== Assignment ==
State, as one number, how many lines in these records hold "firebox".
□ □ □ □ □
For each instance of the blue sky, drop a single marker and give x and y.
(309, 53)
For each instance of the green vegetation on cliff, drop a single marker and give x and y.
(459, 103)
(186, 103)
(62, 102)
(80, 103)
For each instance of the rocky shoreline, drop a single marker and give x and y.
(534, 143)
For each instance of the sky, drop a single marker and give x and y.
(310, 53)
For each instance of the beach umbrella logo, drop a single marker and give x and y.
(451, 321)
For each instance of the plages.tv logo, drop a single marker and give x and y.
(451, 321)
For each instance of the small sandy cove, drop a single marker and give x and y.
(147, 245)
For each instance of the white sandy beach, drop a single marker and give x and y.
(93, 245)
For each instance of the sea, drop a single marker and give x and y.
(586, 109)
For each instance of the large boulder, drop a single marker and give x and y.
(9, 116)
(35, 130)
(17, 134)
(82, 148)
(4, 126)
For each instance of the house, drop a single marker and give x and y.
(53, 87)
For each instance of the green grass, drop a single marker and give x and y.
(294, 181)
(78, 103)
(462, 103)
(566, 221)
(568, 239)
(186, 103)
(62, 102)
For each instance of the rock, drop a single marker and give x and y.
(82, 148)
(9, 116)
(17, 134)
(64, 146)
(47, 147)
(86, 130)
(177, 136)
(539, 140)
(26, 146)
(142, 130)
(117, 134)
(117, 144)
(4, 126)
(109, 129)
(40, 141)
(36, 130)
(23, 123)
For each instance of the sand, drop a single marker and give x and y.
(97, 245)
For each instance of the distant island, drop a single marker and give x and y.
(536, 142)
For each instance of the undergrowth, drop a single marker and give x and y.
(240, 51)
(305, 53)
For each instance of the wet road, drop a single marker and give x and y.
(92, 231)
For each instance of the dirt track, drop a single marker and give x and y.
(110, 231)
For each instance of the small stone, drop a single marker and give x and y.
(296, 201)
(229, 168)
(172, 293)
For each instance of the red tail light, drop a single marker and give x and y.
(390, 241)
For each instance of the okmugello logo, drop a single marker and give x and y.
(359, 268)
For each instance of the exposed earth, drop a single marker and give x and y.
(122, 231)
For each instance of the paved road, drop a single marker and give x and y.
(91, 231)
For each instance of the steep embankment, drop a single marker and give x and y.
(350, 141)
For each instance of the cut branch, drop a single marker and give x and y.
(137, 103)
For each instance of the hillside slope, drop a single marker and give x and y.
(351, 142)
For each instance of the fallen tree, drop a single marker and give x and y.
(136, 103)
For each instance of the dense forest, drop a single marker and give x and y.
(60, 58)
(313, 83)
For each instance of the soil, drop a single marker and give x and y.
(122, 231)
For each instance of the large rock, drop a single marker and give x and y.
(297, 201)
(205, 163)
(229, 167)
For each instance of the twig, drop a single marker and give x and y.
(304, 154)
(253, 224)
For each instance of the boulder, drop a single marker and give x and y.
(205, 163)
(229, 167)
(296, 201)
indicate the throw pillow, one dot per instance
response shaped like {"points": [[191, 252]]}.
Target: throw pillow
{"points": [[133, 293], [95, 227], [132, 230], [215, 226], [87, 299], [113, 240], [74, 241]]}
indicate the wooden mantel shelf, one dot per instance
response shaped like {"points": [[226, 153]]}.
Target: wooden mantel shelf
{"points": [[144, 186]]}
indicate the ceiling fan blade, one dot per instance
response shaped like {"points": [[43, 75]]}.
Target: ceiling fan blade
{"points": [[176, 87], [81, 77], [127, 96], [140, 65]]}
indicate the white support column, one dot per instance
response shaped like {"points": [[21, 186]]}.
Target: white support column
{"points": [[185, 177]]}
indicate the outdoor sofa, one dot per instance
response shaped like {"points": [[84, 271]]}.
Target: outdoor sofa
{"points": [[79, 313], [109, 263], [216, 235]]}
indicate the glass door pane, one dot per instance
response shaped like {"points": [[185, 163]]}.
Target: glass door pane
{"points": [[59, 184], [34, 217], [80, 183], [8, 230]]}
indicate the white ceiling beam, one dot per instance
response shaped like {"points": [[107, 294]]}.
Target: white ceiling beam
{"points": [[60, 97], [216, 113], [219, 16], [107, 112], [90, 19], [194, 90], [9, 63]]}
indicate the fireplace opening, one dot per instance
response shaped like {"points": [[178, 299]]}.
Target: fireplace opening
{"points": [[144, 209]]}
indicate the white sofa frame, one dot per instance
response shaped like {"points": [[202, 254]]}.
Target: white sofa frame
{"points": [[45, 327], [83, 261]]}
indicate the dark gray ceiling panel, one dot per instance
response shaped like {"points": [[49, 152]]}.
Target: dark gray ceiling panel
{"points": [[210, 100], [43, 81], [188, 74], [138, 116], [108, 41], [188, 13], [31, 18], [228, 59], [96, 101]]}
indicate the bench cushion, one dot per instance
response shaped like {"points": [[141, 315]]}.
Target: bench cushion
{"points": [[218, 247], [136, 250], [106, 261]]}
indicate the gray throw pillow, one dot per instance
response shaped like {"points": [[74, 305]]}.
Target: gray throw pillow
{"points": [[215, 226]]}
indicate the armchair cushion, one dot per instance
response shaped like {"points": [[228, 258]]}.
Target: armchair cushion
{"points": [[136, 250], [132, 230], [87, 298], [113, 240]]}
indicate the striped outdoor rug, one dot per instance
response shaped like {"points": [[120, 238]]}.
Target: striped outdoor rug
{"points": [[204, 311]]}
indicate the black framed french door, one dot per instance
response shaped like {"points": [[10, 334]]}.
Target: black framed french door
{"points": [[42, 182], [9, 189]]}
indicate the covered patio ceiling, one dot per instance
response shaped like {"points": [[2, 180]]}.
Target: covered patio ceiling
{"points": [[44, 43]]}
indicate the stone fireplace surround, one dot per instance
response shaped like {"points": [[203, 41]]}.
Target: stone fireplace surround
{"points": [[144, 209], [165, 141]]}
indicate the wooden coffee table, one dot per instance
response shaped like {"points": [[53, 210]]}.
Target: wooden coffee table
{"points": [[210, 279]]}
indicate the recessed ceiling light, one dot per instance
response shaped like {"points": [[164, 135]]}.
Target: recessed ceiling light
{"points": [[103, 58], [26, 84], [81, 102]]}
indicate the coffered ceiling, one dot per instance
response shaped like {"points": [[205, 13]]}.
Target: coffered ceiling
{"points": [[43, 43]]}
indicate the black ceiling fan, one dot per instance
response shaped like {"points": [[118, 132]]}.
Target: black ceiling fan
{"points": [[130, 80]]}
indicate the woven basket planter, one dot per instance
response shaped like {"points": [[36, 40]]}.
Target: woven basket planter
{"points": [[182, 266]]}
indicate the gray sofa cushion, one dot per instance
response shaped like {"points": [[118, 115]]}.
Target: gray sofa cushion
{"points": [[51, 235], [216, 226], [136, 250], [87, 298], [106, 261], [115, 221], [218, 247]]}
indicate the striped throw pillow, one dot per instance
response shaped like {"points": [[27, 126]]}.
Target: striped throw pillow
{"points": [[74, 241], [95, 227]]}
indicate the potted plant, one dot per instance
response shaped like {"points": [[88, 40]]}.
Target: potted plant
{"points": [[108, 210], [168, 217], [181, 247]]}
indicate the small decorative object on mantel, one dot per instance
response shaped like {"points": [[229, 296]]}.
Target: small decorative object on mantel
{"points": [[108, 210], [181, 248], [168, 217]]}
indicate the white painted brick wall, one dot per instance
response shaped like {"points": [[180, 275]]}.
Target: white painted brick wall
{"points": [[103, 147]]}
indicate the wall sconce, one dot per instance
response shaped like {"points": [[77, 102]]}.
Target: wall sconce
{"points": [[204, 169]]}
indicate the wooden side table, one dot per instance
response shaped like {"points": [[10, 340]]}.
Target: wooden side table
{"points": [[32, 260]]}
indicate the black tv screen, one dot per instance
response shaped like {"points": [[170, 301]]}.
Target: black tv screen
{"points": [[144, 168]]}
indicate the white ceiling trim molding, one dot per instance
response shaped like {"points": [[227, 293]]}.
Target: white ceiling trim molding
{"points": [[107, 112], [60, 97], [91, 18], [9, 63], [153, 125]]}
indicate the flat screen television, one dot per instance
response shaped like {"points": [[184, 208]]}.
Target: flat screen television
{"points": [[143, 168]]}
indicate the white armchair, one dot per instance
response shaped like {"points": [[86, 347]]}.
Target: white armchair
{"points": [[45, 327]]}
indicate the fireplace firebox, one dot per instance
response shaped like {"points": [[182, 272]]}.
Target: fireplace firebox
□ □ □ □ □
== Output of the exercise ==
2